GIVEN TEXT:
------------------------

From guest columnist Patrick Young http://ableusa.info/
A senior is treated in the emergency room for a fall every 11 seconds. What’s more worrisome, a senior dies from a fall every 19 minutes. While these statistics are scary, there are things you and your family can do to help prevent falls from happening. Ranging from lifestyle changes to home modifications, here are some of the main ways seniors can prevent falls.
Regular exercise helps maintain muscle mass, balance, and flexibility, which, in turn, increases mobility and significantly decreases the risk of falling. There are plenty of exercises you can do at home to help your chances of falling, but fitness classes also come with the benefit of socialization and supervised training.
If you are a Medicare subscriber, you may be eligible for Silver Sneakers, a program that provides access to 13,000 fitness centers across the country. Many Medicare Advantage plans, including those by Humana, offer this perk. If your plan doesn’t cover this, you could consider switching to one that does during the next enrollment period.
Many seniors have a tendency to let their stuff accumulate as time goes by, which often results in a borderline hoarding situation. This is not only unpleasant, but it is also potentially deadly.
Clutter greatly increases the risk of tripping over something, so a big decluttering session is a matter of health as well as aesthetics. Even better, a more minimalist home is also a healthier environment for your lungs and your mental health.
It may not seem like it, but the bathroom is the most dangerous room in the house, as water, soap, and smooth porcelain make for a huge slipping hazard. One of the easiest ways to counter this is to install grab bars next to the bathtub, shower, and toilet. A plastic non-slip mat on the bathtub or shower floor can also be a big help.
This is an obvious one, but it’s still worth mentioning. Certain floors are more prone to cause a slip or trip than others, so it’s a good idea to take stock of the flooring in the house. The Spruce recommends softer materials that will somewhat cushion a fall if it does happen, and in particular warns against tile, which is hard, potentially slippery, and easy to trip over.

------------------------

RECORDS PROVIDED:

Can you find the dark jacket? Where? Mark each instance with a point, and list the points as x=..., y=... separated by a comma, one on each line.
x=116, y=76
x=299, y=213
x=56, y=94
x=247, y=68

------------------------

WORK INSTRUCTION 1: Copy the passage of the fall prevention text starting with "Many seniors have" and going on through "a big help.".
WORK INSTRUCTION 2: Write the next part of the fall prevention text, picking up after its final sentence.

TASK RESULT 1:
Many seniors have a tendency to let their stuff accumulate as time goes by, which often results in a borderline hoarding situation. This is not only unpleasant, but it is also potentially deadly.
Clutter greatly increases the risk of tripping over something, so a big decluttering session is a matter of health as well as aesthetics. Even better, a more minimalist home is also a healthier environment for your lungs and your mental health.
It may not seem like it, but the bathroom is the most dangerous room in the house, as water, soap, and smooth porcelain make for a huge slipping hazard. One of the easiest ways to counter this is to install grab bars next to the bathtub, shower, and toilet. A plastic non-slip mat on the bathtub or shower floor can also be a big help.

TASK RESULT 2:
You should also watch out for rugs on hard floors, which can easily slip or bunch up. Use double-sided carpet tape to keep them in place. Also, any elevated transitions between rooms should be flattened to reduce the odds of tripping.
Poor lighting is a huge fall hazard since it increases the risk of tripping over unobserved objects. Luckily, it is also one of the easiest to remedy. Simply make sure that all areas of the house have adequate lighting at all times of day, with particular focus on heavy-traffic areas like hallways. Note that adequate doesn’t necessarily mean bright — you want even, consistent, preferably indirect light, rather than anything with a strong glare.
The link between nutrition and falls may not be obvious, but it is very much there. A lack of appropriate nutrients can make falls more likely by reducing strength and balance, and they can also make a fall more dangerous by making bones more fragile. Furthermore, a lack of Vitamin D has been directly linked to increased fall risk, and a lack of vitamins that help eyesight can cause similar problems when faced with poor lighting.
Making sure seniors are consuming a balanced and nutritious diet, maintaining a healthy body weight, and taking any necessary vitamin supplements will further protect them from falls.
Prevention is easy and pain-free — treating a fall is not. The above steps have the potential to not only make a senior’s life safer and more comfortable but to outright save it. The best part is that many of them also come with additional mental and physical health benefits, further improving a senior’s quality of life.